==== RECORDS FOR THIS TASK ====

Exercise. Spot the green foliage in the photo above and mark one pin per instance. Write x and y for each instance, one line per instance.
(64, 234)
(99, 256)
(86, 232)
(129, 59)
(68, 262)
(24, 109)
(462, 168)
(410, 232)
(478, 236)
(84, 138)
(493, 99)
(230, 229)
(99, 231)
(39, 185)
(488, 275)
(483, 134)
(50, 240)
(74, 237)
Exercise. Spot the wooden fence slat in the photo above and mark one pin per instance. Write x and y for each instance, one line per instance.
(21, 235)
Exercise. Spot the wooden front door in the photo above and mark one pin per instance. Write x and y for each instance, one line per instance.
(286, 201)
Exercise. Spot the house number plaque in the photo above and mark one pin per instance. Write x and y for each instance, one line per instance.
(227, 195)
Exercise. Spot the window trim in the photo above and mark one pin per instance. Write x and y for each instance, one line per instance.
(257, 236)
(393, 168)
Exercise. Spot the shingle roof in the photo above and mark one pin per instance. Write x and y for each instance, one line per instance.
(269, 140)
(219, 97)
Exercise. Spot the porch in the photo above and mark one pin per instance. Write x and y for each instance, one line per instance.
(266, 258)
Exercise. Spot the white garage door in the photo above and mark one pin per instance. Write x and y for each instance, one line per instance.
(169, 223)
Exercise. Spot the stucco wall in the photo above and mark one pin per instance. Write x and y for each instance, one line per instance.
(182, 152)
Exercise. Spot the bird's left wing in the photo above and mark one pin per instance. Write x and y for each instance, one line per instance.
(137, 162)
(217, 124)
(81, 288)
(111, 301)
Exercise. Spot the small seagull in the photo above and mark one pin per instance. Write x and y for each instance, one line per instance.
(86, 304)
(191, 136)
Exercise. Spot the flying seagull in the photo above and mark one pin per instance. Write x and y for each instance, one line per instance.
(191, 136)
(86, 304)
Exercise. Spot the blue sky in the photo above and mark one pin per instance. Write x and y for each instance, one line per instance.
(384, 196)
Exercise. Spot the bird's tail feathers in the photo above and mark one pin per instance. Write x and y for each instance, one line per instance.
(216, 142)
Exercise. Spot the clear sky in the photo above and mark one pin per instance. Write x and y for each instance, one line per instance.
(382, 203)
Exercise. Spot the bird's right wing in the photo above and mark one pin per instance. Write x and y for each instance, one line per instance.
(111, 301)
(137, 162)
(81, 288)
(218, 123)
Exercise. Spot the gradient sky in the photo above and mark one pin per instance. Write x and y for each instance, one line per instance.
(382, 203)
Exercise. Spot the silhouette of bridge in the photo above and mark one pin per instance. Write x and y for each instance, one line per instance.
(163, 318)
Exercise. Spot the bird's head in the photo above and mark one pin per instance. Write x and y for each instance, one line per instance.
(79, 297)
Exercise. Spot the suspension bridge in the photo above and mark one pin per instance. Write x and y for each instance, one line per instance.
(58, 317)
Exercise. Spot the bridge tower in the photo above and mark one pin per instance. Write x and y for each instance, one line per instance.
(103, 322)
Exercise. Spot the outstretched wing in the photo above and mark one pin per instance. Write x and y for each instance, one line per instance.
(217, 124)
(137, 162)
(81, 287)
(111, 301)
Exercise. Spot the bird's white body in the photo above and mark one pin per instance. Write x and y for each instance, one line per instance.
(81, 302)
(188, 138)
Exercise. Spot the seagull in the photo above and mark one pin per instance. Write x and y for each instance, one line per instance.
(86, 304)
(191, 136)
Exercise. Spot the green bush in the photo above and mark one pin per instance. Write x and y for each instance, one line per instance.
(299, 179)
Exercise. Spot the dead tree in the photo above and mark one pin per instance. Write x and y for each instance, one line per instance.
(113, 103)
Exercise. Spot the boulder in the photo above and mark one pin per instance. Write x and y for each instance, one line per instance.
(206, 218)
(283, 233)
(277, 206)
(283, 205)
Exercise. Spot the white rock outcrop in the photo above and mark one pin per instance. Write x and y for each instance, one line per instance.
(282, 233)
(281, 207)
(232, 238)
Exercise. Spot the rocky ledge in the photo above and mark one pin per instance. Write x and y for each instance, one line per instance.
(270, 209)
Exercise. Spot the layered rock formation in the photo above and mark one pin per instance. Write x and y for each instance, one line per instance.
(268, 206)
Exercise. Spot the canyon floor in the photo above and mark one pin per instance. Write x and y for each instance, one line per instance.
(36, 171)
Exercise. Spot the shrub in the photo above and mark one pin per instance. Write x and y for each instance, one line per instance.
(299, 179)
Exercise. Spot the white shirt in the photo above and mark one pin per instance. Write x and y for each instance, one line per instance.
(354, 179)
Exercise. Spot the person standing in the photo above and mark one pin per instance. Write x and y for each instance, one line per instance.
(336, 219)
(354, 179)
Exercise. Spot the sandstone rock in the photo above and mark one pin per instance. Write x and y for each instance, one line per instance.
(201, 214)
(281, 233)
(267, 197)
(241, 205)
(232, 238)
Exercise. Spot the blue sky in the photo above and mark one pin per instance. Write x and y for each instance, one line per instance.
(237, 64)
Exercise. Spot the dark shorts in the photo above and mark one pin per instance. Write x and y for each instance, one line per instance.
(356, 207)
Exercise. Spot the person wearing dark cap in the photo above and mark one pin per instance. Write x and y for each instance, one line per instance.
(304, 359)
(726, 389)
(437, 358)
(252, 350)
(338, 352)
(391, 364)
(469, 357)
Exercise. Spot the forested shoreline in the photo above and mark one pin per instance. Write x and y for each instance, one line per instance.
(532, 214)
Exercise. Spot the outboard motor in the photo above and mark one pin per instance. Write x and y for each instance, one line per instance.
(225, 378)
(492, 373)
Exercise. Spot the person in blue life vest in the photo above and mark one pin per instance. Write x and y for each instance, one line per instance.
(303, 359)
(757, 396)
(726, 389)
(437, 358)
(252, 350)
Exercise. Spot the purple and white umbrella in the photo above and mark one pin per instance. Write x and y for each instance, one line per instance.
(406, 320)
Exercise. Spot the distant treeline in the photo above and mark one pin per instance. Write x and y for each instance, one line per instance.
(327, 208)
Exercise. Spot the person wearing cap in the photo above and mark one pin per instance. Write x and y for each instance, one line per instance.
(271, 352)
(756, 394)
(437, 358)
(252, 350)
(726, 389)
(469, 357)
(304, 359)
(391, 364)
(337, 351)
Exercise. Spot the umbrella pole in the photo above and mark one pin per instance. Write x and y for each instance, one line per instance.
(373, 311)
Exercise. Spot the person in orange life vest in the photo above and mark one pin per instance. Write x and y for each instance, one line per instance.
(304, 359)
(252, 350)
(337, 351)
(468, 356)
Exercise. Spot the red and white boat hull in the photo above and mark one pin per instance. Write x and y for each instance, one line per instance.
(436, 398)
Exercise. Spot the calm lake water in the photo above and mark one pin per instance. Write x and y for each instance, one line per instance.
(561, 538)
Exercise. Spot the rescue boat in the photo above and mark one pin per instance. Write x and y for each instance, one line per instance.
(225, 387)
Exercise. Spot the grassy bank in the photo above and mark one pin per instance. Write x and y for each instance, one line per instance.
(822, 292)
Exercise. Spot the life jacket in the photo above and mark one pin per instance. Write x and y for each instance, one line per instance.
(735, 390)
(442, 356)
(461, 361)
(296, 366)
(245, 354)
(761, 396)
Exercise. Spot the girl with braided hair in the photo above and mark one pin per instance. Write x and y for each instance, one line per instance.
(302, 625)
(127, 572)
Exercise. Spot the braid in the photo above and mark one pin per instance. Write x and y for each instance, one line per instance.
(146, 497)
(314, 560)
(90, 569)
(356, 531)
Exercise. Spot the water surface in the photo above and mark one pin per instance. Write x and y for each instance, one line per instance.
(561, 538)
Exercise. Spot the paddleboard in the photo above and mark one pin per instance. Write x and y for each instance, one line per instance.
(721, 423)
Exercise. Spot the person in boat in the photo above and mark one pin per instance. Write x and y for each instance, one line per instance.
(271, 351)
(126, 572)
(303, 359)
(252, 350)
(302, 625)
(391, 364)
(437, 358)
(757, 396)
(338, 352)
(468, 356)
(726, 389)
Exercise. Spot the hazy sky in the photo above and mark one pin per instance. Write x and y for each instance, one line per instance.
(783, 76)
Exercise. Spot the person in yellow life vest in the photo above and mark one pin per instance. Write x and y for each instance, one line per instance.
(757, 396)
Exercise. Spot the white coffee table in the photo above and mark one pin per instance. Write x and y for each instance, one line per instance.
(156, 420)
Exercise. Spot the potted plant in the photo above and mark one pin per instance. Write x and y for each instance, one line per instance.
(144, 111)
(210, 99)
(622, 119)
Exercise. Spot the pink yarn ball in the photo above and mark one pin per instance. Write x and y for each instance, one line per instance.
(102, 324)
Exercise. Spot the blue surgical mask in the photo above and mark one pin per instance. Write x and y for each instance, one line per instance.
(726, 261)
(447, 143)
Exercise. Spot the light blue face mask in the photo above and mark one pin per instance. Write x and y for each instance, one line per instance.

====

The reply must hold exactly the lines from the one containing "Exercise. Spot the potted" to the last line of the entries, and nothing more.

▶ OUTPUT FOR THIS TASK
Exercise. Spot the potted plant in the photo above and mark one pin per instance. Write x and y for each instance, one line per instance.
(144, 111)
(210, 99)
(622, 119)
Exercise. Spot the pink yarn ball in the photo above and mark one pin per instance. Write x and y for each instance, one line per instance.
(102, 324)
Exercise. Spot the blue surgical mask in the photo above and mark one pin per instance. Write x and y for each instance, one line per instance.
(726, 261)
(447, 143)
Exercise. Spot the light blue face mask in the photo above and mark one pin per instance. Write x and y for each instance, one line per instance.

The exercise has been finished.